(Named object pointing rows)

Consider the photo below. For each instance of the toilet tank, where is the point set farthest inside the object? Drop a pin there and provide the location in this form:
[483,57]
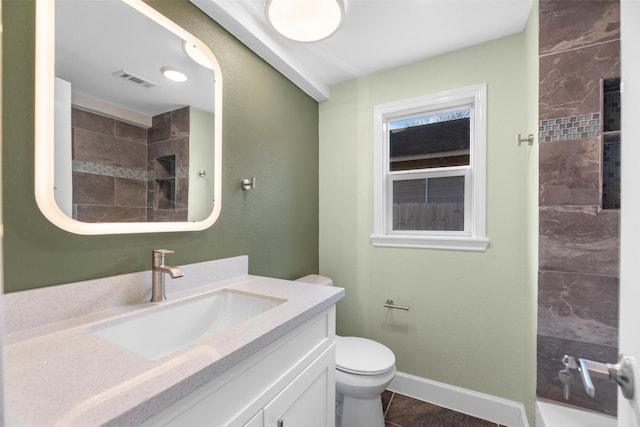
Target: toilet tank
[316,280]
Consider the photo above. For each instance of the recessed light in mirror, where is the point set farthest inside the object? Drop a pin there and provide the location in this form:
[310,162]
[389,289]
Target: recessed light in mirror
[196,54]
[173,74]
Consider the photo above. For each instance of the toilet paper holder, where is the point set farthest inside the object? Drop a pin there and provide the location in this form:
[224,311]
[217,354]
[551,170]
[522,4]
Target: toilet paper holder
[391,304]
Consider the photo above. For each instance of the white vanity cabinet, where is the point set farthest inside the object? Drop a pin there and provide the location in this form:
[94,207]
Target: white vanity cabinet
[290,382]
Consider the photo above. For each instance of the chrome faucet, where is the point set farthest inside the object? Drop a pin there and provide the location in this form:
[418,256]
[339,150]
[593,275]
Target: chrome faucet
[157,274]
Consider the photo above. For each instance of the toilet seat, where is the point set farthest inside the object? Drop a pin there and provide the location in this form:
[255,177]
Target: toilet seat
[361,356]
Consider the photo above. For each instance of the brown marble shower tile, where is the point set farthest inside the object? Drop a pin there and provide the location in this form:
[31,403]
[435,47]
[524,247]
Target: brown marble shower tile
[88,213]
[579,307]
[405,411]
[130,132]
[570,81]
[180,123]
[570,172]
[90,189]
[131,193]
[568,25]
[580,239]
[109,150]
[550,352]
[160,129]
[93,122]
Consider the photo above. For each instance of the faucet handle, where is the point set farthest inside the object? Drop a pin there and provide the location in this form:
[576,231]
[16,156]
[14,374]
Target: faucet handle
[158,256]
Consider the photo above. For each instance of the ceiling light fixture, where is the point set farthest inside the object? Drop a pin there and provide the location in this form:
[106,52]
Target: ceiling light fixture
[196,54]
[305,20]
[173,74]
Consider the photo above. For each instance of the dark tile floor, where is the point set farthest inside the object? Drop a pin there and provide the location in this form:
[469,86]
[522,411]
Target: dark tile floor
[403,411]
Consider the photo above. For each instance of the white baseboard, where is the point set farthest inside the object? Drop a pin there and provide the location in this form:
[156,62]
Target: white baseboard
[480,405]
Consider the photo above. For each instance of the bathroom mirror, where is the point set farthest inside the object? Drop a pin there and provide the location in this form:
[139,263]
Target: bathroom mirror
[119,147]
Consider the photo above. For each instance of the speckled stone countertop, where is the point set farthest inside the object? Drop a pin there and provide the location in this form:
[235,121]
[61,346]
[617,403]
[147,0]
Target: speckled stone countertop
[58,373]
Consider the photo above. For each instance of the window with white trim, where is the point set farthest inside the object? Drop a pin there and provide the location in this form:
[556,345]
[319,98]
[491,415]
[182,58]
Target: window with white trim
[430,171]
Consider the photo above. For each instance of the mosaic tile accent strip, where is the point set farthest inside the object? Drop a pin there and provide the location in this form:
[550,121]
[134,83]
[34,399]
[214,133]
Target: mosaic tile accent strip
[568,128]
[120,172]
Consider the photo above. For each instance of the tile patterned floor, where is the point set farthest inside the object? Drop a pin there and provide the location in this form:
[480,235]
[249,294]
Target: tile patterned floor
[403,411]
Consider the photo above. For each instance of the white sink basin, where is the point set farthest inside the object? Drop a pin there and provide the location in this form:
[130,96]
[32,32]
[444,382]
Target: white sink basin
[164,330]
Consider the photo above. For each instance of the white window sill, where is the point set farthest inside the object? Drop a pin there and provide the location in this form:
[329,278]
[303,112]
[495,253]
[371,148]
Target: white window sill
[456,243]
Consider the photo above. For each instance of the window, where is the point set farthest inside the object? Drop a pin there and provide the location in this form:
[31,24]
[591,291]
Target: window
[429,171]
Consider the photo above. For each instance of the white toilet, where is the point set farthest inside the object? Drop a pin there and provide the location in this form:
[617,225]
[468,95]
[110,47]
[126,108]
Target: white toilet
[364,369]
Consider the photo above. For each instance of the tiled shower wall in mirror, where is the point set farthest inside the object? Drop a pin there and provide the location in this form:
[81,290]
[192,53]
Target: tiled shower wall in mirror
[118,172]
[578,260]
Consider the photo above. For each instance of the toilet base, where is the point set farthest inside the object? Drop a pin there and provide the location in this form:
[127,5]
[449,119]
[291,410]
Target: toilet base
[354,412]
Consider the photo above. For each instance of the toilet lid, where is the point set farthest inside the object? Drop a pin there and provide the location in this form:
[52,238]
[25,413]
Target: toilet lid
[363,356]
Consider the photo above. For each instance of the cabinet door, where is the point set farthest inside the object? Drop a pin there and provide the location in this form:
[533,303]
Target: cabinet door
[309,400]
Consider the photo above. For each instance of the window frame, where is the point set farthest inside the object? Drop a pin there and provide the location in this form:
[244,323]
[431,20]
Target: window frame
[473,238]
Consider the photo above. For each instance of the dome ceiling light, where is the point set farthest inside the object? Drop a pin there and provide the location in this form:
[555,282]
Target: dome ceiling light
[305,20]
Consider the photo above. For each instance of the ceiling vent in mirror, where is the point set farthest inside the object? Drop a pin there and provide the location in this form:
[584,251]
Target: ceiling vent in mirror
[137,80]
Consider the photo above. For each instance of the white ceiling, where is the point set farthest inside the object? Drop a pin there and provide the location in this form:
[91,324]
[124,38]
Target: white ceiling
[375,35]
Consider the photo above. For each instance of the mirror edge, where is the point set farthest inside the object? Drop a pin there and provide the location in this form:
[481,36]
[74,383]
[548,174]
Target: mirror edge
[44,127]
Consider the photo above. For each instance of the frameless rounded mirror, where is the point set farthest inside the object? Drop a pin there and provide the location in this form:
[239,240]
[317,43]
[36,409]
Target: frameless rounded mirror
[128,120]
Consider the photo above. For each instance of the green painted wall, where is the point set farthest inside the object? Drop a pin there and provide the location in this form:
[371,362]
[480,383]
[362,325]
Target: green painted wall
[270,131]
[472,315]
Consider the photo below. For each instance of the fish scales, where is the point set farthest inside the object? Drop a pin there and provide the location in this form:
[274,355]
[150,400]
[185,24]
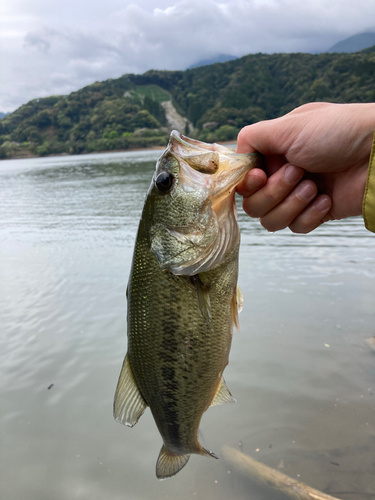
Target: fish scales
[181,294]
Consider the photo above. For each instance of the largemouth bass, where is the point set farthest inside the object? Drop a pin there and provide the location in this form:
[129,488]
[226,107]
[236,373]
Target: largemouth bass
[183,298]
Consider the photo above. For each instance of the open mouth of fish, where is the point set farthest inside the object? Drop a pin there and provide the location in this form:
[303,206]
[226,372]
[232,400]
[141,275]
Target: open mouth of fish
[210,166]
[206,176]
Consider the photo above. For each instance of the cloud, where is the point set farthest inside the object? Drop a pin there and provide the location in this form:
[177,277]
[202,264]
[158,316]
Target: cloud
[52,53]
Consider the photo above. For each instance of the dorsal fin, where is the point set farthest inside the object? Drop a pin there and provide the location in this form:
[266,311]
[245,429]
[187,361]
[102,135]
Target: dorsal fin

- [REQUIRED WORK] Rewrite every row above as a numbered list with the blank lines removed. Leave the pictures out.

- [TASK ANSWER]
1. Consider the photo below. For each instance of the toilet tank, where is the point set farthest inside the object? Drop a pin there and provide the location in this form:
2. [483,57]
3. Target: toilet tank
4. [316,280]
5. Consider the photo above. For each instance of the recessed light in mirror, where is the point set farthest inside the object? Drop a pin there and provide the location in this form:
6. [310,162]
7. [389,289]
8. Target: recessed light in mirror
9. [196,54]
10. [173,74]
11. Consider the photo above. For each instance of the toilet paper holder, where is the point set farthest inside the object? Drop a pin there and provide the location in this form:
12. [224,311]
13. [217,354]
14. [551,170]
15. [522,4]
16. Target: toilet paper holder
17. [391,304]
18. Consider the photo above. For each instance of the white vanity cabinet, where is the point set farthest inside the object? Drop a pin there and provide the location in this form:
19. [94,207]
20. Target: white vanity cabinet
21. [290,382]
22. Consider the photo above. For each instance of the chrome faucet, where is the point set farthest inside the object? Drop a pin there and provide the location in this form:
23. [418,256]
24. [339,150]
25. [593,275]
26. Target: chrome faucet
27. [157,274]
28. Consider the photo above. For each instance of the toilet seat, where is the point set farthest inside the object? Drop a pin there and provide the location in this form:
29. [255,177]
30. Target: toilet seat
31. [361,356]
32. Consider the photo above. For each instance of the brown marble shower tile, where is the point set farthest inside the object? Drop a pin there and provide the location in this form:
33. [31,403]
34. [435,47]
35. [524,247]
36. Target: brown marble shower tile
37. [88,213]
38. [579,307]
39. [405,411]
40. [130,132]
41. [570,81]
42. [180,123]
43. [570,172]
44. [90,189]
45. [131,193]
46. [568,25]
47. [580,239]
48. [109,150]
49. [550,352]
50. [160,129]
51. [93,122]
52. Consider the photo above. For each instance of the faucet handle, where is the point set farthest inside the object? Drop a pin there and provide the location in this form:
53. [576,231]
54. [16,156]
55. [14,374]
56. Target: faucet handle
57. [158,256]
58. Consider the photo above. For each instance of the ceiling light fixture, where is the point set farthest inside the object? Drop a pin there and provide the location in this form:
59. [106,52]
60. Target: ceiling light fixture
61. [196,54]
62. [305,20]
63. [173,74]
64. Consider the photo above. For each instance of the dark tile floor, where is the point set farthest inside the object? Drop a pin there and provide the location in this form:
65. [469,86]
66. [522,411]
67. Target: dark tile floor
68. [403,411]
69. Consider the photo above. For each instance of the white baseboard, where is the point set farthest inside the object? Drop a pin there and provide the location in this form:
70. [156,62]
71. Target: white baseboard
72. [480,405]
73. Consider the photo above. For each instance of the bathroom mirror, where is the point set farthest inside the object? Drop a pin there and provide the location in this form:
74. [139,263]
75. Target: bathroom mirror
76. [119,147]
77. Consider the photo above. For each instance of the speckled stone countertop, where is the point set farthest inside the object? Drop a pin there and provide the location in this form:
78. [235,121]
79. [61,346]
80. [617,403]
81. [147,0]
82. Target: speckled stone countertop
83. [58,373]
84. Consider the photo above. For each instance of the window with white trim, where is the point set farthest inside the object? Drop a pin there and provide the location in this form:
85. [556,345]
86. [319,98]
87. [491,415]
88. [182,58]
89. Target: window with white trim
90. [430,171]
91. Consider the photo above. For each instance of the mosaic tile accent strip, where is the point set farthest inside the object? Drop a pin there and provide the location in this form:
92. [550,121]
93. [134,83]
94. [34,399]
95. [214,133]
96. Target: mosaic tile accent strip
97. [568,128]
98. [120,172]
99. Consider the photo above. For each instance of the tile patterned floor, where is the point set farthest inside the object? Drop a pin there and provide the location in this form:
100. [480,235]
101. [249,294]
102. Target: tile patterned floor
103. [403,411]
104. Consider the photo above. For each instance of the white sink basin, where is the point set farthest inside the object? Drop a pin there and provide the location in this form:
105. [130,96]
106. [32,32]
107. [444,382]
108. Target: white sink basin
109. [164,330]
110. Consider the photo above. For each instance of the white window sill, where is the point set farthest inside the object? Drop a pin there and provide the location in this form:
111. [329,278]
112. [303,112]
113. [495,253]
114. [371,148]
115. Target: white window sill
116. [456,243]
117. Consider the photo above. For each instance of the window, where is the point set farthest inside the object? Drop a pin there and provide the location in this form:
118. [31,24]
119. [591,291]
120. Target: window
121. [429,171]
122. Consider the photo above. For each instance of the white toilet, where is the point set farthest inside the object? Drop a pin there and provide the location in this form:
123. [617,225]
124. [468,95]
125. [110,47]
126. [126,108]
127. Target: white toilet
128. [364,369]
129. Consider the photo above. For each instance of the tiled shower wall in mirror, where is the point set farthest inside the object? Drop a pin there and provide the location in this form:
130. [81,290]
131. [192,53]
132. Target: tiled shower wall in mirror
133. [118,172]
134. [578,260]
135. Consider the photo above. For each instance of the toilet base, where is the point set farthest inside the object? Drop a pin there and provide the location in this form:
136. [127,5]
137. [449,119]
138. [291,410]
139. Target: toilet base
140. [354,412]
141. Consider the photo above. For each instance of the toilet lid, where is the point set farthest inside the object? Drop a pin there and provide the location in this form:
142. [52,238]
143. [25,413]
144. Target: toilet lid
145. [363,356]
146. Consider the photo above. For each instance of the cabinet door, where is the point set farthest inside the object? Drop a pin there and provide the location in this form:
147. [533,303]
148. Target: cabinet door
149. [309,400]
150. Consider the photo above. For each instance of the window frame, where is the point set farthest inside the object? Drop a pin there and provide the location in this form:
151. [244,323]
152. [431,20]
153. Target: window frame
154. [473,238]
155. Consider the photo above. For each instance of the dome ceiling light, where is the point set farthest inside the object? Drop a pin there and provide the location in this form:
156. [555,282]
157. Target: dome ceiling light
158. [305,20]
159. Consider the photo above. For each instance of the ceiling vent in mirror, where is the point set farthest inside the object? Drop a pin there and provide the location in this form:
160. [584,251]
161. Target: ceiling vent in mirror
162. [137,80]
163. Consider the photo above. For each instance of the white ceiling, where is the point set farthest inside the object? Drop a pin there and provide the location in this form:
164. [91,324]
165. [124,38]
166. Target: white ceiling
167. [375,35]
168. Consider the photo above. For each instance of the mirror edge, where is the point set farthest inside the object? Drop a pin there and provide the location in this form:
169. [481,36]
170. [74,383]
171. [548,174]
172. Target: mirror edge
173. [44,127]
174. Consider the photo above. For each instance of the frameless rounded mirror, where is the point set farthest inside the object? Drop a pin there and provide the location in this form:
175. [239,240]
176. [317,43]
177. [36,409]
178. Target: frameless rounded mirror
179. [128,120]
180. Consider the photo above. For each instance of the green painted wall, where is the point set farthest inside the object? Drop a pin there and provide the location in this form:
181. [371,362]
182. [480,383]
183. [362,325]
184. Target: green painted wall
185. [270,131]
186. [472,315]
187. Consider the photo below. For each instance of the fish scales, where is the point set farthest inside the object? Drop a pin there and provide the location in this form:
188. [274,355]
189. [150,400]
190. [185,24]
191. Target: fish scales
192. [181,294]
193. Consider the photo above. For each instance of the largemouth bass, where is the point set farthest inside the object? Drop a pin there and provide the location in this form:
194. [129,488]
195. [226,107]
196. [236,373]
197. Target: largemouth bass
198. [183,298]
199. Consider the photo above. For each instance of the open mouth of fish, where is the point set farthest inside the object? Drop a pin there and provide the location in this form:
200. [303,206]
201. [226,372]
202. [232,400]
203. [141,275]
204. Target: open mouth of fish
205. [210,166]
206. [206,176]
207. Consider the photo above. For each instance of the cloud, where is the point set farthest inside the object? Drop a pin there and provide the location in this form:
208. [177,277]
209. [202,264]
210. [158,316]
211. Target: cloud
212. [52,53]
213. Consider the photo above. For each instance of the dorsal fin, where is the point set farthest inside the object? Drop a pin there and provide the location in this form:
214. [266,311]
215. [245,429]
216. [187,361]
217. [102,135]
218. Target: dorsal fin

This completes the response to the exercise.